Status changed from New to Need More Info

Is it possible for you to capture a coredump? Did the same crush_location_hook work fine on your 15.2.9 cluster?

Actions

Copy link

Updated by Andrew Davidoff almost 3 years ago

File core.ceph-osd.1620430233.gz core.ceph-osd.1620430233.gz added

I have attached a coredump. This hook works fine in 15.2.9. I can also run it fine manually from inside a launched OSD container under 16.2.1. I don't think the OSD is actually getting to the point of execing the location hook. Please let me know if I can provide anything else.

Actions

Copy link

Updated by Andrew Davidoff almost 3 years ago

Here's a bit more info that may be useful. Only because it's a volume already exported to the container out of the box, the crush location hook I am using lives under what the container sees as /var/log/ceph (on the host it's /var/log/ceph/$FSID). Maybe something about that location is problematic? Though as I noted earlier, trying something under /bin, which is part of the container, produced the same results.

Actions

Copy link

Updated by Andrew Davidoff almost 3 years ago

FYI I tried with ceph/daemon-base:master-24e1f91-pacific-centos-8-x86_64 (the latest non-devel build at this time) just to see if somehow something was different there, since that build was newer (even though it should be and is still 16.2.4), and the problem persists there too.

Actions

Copy link

Updated by Neha Ojha almost 3 years ago

Priority changed from Normal to Urgent

Actions

Copy link

Updated by Andrew Davidoff almost 3 years ago

I just wanted to note that I see the status is listed as "Need More Info", but I think I have provided everything I have been asked for, and anything I can think of additionally. This is not me being a nag, just wanted to be clear about my perspective on the status of this ticket as it pertains to my input.

Actions

Copy link

Updated by Neha Ojha almost 3 years ago

Status changed from Need More Info to New

Actions

Copy link

Updated by Andrew Davidoff almost 3 years ago

I saw that 16.2.5 was released. Though I didn't expect it to address this issue, I tested with it anyway just to be sure. The issue persists with 16.2.5.

Actions

Copy link

#10

Updated by Andrew Davidoff over 2 years ago

Based on the progress here it seems like I'm probably the only person to have reported this. I still can't figure out why that'd be. I wonder if you have had a chance to look at the core dump and/or reproduce this and if you have an idea of what's going on here? It may help me mitigate on my end if nothing else. Thanks.

### Work to complete
a - Copy the part of the Ceph bug ticket from "I saw that 16.2.5" to "nothing else. Thanks.".
b - In the records, rewrite the lines from the line with "the tree in" through the end of the records, replacing "marker" with "point" and keeping everything else the same. Give only those lines.

### Data entries
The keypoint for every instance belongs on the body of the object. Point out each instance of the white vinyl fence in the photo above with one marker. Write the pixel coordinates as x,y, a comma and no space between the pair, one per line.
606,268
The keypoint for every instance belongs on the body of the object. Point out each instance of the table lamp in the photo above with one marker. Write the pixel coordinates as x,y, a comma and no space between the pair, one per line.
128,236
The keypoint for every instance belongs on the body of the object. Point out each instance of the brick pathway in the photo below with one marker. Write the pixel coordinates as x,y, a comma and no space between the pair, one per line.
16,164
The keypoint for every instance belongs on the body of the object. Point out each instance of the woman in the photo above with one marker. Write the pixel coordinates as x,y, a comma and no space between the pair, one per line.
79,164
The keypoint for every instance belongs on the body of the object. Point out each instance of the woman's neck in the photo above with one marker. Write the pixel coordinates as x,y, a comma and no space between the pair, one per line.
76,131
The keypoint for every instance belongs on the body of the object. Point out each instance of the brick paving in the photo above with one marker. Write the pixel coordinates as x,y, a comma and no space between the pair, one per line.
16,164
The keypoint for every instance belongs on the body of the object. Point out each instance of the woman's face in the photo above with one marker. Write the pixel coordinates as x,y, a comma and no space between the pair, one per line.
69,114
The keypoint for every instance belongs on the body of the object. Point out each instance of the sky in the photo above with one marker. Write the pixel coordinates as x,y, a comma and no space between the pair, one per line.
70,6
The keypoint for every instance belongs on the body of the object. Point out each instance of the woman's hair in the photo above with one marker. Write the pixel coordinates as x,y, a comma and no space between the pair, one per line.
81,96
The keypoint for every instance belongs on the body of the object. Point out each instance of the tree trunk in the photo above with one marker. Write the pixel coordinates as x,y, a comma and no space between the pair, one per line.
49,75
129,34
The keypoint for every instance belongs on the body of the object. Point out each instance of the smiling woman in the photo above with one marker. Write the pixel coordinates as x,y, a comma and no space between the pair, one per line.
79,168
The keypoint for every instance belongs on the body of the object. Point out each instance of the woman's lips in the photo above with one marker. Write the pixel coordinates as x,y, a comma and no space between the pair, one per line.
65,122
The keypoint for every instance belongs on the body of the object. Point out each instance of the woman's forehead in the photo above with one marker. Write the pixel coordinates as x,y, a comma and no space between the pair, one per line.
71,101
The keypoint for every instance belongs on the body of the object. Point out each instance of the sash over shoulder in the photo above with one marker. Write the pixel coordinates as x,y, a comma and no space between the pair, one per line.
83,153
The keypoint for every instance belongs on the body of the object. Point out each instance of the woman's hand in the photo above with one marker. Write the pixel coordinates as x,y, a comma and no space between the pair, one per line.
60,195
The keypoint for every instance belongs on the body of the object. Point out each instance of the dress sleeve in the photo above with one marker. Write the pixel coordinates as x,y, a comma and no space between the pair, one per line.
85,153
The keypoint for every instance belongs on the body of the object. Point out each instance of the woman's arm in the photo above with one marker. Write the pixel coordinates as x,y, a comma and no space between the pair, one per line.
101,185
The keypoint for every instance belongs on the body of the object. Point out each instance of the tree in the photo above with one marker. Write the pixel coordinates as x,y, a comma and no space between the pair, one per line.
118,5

### Results of the tasks
a -
I saw that 16.2.5 was released. Though I didn't expect it to address this issue, I tested with it anyway just to be sure. The issue persists with 16.2.5.

Actions

Copy link

#10

Updated by Andrew Davidoff over 2 years ago

Based on the progress here it seems like I'm probably the only person to have reported this. I still can't figure out why that'd be. I wonder if you have had a chance to look at the core dump and/or reproduce this and if you have an idea of what's going on here? It may help me mitigate on my end if nothing else. Thanks.

b -
The keypoint for every instance belongs on the body of the object. Point out each instance of the tree in the photo above with one point. Write the pixel coordinates as x,y, a comma and no space between the pair, one per line.
118,5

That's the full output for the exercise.